[Assignment]
Please transcribe the records precisely; pictures stay out of your copy.

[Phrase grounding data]

★ ★ ★ ★ ★

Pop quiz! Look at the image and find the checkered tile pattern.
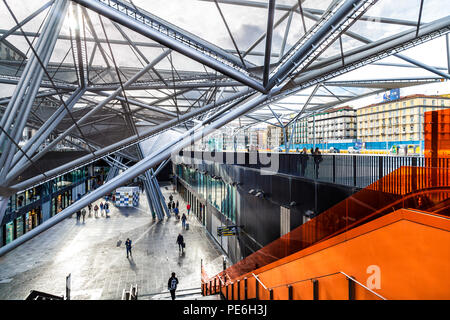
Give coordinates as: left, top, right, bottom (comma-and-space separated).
114, 188, 140, 207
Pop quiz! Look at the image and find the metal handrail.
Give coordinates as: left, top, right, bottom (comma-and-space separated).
252, 273, 268, 291
218, 274, 225, 285
339, 271, 387, 300
259, 271, 387, 300
268, 271, 341, 290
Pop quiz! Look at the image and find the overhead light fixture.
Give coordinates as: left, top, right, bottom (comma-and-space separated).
290, 201, 297, 207
248, 189, 256, 195
255, 191, 264, 198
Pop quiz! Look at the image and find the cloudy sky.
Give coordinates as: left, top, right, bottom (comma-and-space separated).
0, 0, 449, 113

★ ★ ★ ★ ★

[Finished task]
Pop quiz! Look at the image and find the checkered tile pattern.
Give coordinates as: left, top, right, bottom (comma-and-space separated).
114, 188, 140, 207
Pop quiz! Look at the image and find the metal handrail.
Give coordinates as: left, top, right, bottom (comma-and-space separated).
252, 273, 268, 291
218, 274, 225, 285
339, 271, 387, 300
259, 271, 387, 300
268, 271, 341, 290
Pop quiz! Look at the image and find the overhead light fixture.
Give coordinates as: left, top, right, bottom (comma-and-space separated).
290, 201, 297, 207
248, 189, 256, 195
255, 191, 264, 198
Pop quiz! Look at the image and find the cloudy sky.
Give coordinates as: left, top, right, bottom (comma-and-space separated).
0, 0, 449, 113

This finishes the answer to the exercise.